CHALLENGE => Copy word for word the lines of the entries below, from the line containing "Which region of this scan contains the number 7" through the final line, with both ends included.

AVAILABLE DATA =>
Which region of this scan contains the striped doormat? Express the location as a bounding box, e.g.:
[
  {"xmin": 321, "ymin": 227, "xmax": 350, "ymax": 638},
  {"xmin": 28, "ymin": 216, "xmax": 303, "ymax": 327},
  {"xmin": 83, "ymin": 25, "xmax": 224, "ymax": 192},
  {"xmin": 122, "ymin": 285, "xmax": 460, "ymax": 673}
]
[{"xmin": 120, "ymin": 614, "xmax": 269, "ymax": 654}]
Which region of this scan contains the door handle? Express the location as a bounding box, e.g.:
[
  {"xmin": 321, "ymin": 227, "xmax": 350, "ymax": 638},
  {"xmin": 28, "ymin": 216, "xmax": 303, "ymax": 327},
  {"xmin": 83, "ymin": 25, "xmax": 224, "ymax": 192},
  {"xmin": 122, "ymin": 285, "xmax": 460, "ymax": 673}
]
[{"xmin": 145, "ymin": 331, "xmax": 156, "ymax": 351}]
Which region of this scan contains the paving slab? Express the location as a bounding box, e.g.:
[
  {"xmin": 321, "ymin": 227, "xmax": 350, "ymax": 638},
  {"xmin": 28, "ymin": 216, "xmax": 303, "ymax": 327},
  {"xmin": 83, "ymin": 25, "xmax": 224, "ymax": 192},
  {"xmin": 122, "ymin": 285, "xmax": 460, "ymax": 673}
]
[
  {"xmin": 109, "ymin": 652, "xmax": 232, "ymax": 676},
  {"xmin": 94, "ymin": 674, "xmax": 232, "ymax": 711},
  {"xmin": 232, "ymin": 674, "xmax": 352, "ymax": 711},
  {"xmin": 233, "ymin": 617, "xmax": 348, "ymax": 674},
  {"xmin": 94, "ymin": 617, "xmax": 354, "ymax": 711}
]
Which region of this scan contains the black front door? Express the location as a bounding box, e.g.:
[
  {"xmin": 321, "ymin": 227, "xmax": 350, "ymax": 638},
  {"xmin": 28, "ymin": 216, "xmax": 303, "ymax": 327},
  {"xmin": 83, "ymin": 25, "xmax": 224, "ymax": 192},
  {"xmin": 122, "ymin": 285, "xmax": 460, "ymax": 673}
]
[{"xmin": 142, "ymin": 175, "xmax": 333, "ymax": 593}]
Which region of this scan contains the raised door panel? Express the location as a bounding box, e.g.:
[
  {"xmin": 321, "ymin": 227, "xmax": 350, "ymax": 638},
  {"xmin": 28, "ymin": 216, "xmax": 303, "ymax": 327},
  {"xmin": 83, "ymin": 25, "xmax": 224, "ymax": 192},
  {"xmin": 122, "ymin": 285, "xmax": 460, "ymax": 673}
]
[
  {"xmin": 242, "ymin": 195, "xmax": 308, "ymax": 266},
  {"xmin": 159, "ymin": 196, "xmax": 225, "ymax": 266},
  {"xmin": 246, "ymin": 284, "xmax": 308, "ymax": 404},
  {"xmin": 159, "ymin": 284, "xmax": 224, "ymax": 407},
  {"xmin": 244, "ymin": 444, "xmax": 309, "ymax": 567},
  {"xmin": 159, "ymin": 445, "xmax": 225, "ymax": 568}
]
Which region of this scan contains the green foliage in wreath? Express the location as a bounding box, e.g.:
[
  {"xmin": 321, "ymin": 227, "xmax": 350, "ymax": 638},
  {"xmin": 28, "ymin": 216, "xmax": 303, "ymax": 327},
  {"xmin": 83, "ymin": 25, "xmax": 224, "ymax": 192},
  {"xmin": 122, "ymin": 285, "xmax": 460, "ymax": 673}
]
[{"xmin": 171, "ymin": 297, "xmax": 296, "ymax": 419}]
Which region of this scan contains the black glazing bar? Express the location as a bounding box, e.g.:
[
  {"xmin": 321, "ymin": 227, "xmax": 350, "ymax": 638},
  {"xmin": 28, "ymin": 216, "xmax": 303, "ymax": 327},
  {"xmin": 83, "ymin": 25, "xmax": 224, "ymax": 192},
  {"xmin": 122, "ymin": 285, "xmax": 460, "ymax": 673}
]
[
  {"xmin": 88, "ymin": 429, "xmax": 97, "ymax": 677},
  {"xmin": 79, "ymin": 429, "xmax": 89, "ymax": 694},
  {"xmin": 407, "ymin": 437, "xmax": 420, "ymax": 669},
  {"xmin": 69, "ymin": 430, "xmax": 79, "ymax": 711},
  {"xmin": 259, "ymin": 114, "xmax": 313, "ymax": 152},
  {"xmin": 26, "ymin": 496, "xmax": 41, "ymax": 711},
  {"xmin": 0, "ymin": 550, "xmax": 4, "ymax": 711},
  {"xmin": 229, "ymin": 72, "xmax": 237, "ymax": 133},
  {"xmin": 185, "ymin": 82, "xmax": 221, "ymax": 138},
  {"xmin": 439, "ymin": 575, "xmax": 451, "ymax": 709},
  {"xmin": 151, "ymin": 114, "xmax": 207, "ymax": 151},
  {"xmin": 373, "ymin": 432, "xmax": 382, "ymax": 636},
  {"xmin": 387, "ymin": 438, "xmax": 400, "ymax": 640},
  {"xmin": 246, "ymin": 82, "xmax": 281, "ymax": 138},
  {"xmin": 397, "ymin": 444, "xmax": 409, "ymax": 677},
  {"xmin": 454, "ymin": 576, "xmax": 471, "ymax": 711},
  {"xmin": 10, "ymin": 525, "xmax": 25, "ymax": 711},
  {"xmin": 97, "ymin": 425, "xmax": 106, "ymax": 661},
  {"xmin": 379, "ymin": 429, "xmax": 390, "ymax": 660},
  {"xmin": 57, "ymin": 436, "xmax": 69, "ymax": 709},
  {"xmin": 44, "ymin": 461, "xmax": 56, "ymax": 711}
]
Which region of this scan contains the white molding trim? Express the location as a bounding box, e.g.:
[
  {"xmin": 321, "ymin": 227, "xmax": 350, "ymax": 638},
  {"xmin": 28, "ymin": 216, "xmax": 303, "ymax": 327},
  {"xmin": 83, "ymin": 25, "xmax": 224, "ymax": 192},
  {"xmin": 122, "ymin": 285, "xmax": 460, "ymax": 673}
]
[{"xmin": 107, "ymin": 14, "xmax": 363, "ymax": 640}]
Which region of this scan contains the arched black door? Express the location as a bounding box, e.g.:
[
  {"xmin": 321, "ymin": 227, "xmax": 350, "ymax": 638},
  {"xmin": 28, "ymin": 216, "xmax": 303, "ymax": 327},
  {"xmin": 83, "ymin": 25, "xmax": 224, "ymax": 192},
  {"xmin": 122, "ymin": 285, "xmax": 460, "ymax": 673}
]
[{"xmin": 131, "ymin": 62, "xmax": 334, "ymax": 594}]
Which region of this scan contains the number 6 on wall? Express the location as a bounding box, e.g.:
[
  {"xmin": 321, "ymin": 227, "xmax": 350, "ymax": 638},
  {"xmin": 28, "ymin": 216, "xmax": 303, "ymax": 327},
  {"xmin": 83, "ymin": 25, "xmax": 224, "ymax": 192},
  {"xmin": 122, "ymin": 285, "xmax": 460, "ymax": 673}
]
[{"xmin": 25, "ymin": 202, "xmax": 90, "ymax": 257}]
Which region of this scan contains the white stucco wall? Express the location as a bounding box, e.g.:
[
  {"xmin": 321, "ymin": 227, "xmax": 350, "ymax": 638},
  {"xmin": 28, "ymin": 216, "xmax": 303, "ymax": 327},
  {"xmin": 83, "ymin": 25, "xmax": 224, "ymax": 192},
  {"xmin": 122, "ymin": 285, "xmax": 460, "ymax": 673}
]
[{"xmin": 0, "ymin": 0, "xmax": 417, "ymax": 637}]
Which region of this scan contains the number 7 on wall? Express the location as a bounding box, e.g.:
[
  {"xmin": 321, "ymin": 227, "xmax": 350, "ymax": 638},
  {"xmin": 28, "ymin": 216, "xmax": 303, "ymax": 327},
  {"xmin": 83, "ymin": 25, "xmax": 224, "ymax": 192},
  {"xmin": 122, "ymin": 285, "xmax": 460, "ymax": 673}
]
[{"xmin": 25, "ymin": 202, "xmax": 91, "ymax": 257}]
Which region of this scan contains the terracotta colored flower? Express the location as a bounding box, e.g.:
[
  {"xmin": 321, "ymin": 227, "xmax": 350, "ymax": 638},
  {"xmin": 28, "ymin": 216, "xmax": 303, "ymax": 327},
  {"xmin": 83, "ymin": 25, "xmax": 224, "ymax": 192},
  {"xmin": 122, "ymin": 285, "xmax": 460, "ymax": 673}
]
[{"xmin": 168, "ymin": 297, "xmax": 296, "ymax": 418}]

COMPLETED TASK =>
Which region of this scan contains the number 7 on wall? Express the location as a bounding box, e.g.:
[
  {"xmin": 321, "ymin": 227, "xmax": 350, "ymax": 638},
  {"xmin": 28, "ymin": 216, "xmax": 303, "ymax": 327},
  {"xmin": 83, "ymin": 25, "xmax": 224, "ymax": 192},
  {"xmin": 122, "ymin": 285, "xmax": 460, "ymax": 673}
]
[{"xmin": 25, "ymin": 202, "xmax": 91, "ymax": 257}]
Which region of this scan contains the terracotta colored flower? Express the location as a bounding box, e.g.:
[
  {"xmin": 321, "ymin": 227, "xmax": 350, "ymax": 638},
  {"xmin": 28, "ymin": 216, "xmax": 303, "ymax": 327},
  {"xmin": 83, "ymin": 25, "xmax": 224, "ymax": 192},
  {"xmin": 122, "ymin": 285, "xmax": 460, "ymax": 673}
]
[{"xmin": 168, "ymin": 297, "xmax": 296, "ymax": 418}]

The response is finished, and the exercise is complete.